**PROBLEM TO WORK ON**
Rewrite the lines of the records below as a numbered list, starting at the line containing "Objective — one point per instance of the wedding" and continuing through the end of the records, both included. Leave out any blank lines.

--- begin EXTRACTED RECORDS ---

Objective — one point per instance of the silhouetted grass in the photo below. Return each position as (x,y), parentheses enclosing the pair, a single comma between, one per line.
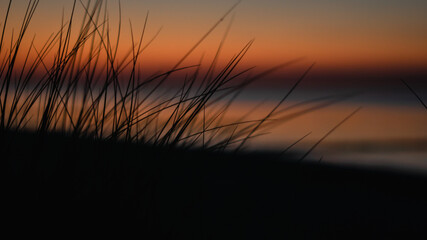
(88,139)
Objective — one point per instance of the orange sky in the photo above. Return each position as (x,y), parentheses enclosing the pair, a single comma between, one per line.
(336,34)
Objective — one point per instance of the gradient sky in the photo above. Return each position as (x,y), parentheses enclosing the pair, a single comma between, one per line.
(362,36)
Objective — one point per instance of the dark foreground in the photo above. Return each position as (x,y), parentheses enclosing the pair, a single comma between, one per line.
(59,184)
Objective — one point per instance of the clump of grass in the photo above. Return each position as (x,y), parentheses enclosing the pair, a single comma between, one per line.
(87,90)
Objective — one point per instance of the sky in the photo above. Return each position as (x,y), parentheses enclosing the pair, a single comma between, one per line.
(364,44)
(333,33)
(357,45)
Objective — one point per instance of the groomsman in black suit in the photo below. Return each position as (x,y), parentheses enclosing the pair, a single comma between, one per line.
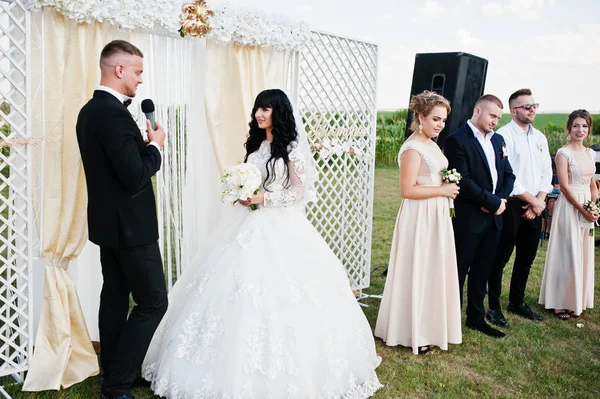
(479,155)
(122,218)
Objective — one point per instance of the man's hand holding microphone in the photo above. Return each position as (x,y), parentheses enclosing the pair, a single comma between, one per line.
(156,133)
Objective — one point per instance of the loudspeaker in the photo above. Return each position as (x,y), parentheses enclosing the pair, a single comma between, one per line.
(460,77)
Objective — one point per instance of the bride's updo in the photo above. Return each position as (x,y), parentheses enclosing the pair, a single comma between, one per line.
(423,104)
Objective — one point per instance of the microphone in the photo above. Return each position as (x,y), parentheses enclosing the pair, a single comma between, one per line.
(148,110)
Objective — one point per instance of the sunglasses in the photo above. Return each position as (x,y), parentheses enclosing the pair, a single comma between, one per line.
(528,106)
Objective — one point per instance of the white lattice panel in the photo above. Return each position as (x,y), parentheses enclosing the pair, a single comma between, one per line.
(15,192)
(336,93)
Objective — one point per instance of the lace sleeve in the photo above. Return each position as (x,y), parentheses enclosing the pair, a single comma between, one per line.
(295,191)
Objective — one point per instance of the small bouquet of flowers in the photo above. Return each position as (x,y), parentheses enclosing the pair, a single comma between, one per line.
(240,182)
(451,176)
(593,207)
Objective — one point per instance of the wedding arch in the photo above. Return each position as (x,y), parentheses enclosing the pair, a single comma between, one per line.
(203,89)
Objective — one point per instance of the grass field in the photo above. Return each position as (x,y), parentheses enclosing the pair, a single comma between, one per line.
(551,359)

--- end EXTRACTED RECORDS ---

**FINISHED ANSWER**
1. Objective — one point per instance of the wedding arch in the photo above. Return each position as (x,y), parentheses enclosing the pair, a single comma between, one per line.
2. (203,89)
3. Objective — one point per instance of the grass field in the photo above. Return each position as (x,y), parentheses enclosing the pair, a single comma between, one per line.
4. (551,359)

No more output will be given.